Referring expression pointing data:
────────────────────────────────────────

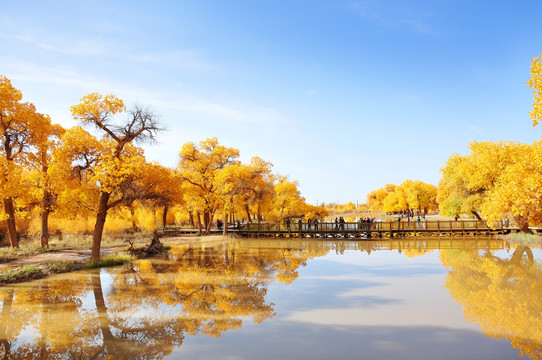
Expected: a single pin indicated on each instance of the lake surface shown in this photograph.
(420, 298)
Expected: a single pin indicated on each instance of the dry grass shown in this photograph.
(32, 246)
(522, 239)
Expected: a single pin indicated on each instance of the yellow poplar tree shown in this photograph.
(21, 127)
(535, 82)
(119, 160)
(200, 167)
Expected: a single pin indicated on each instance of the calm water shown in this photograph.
(422, 298)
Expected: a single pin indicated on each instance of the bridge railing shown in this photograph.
(413, 225)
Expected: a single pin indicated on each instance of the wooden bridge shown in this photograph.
(375, 229)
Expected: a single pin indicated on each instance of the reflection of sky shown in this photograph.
(378, 306)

────────────────────────────────────────

• _What you need to do_
Retype the whole of the data verbatim. Skip every picture.

• _Written response_
Expected: a single pin indicated on each instance of the lake surface shown in this photograph.
(420, 298)
Expected: a single pin indicated on each instance of the dry grass shown in this photograph.
(32, 246)
(522, 239)
Expected: a single pin indicated on each instance of the yellow poplar tree shown in this photograph.
(21, 127)
(535, 82)
(119, 160)
(200, 167)
Expected: a single pin indicated on each instance of the calm water shown in this photograph.
(422, 298)
Expected: a single pin indicated on each instance of the bridge railing shown in this photograph.
(413, 225)
Expected: a single pin indicated on each instance of the wooden bridge shown in this photograph.
(375, 229)
Expected: a single pin indicated on each instance of the reflection of sky shown in this photograph.
(378, 306)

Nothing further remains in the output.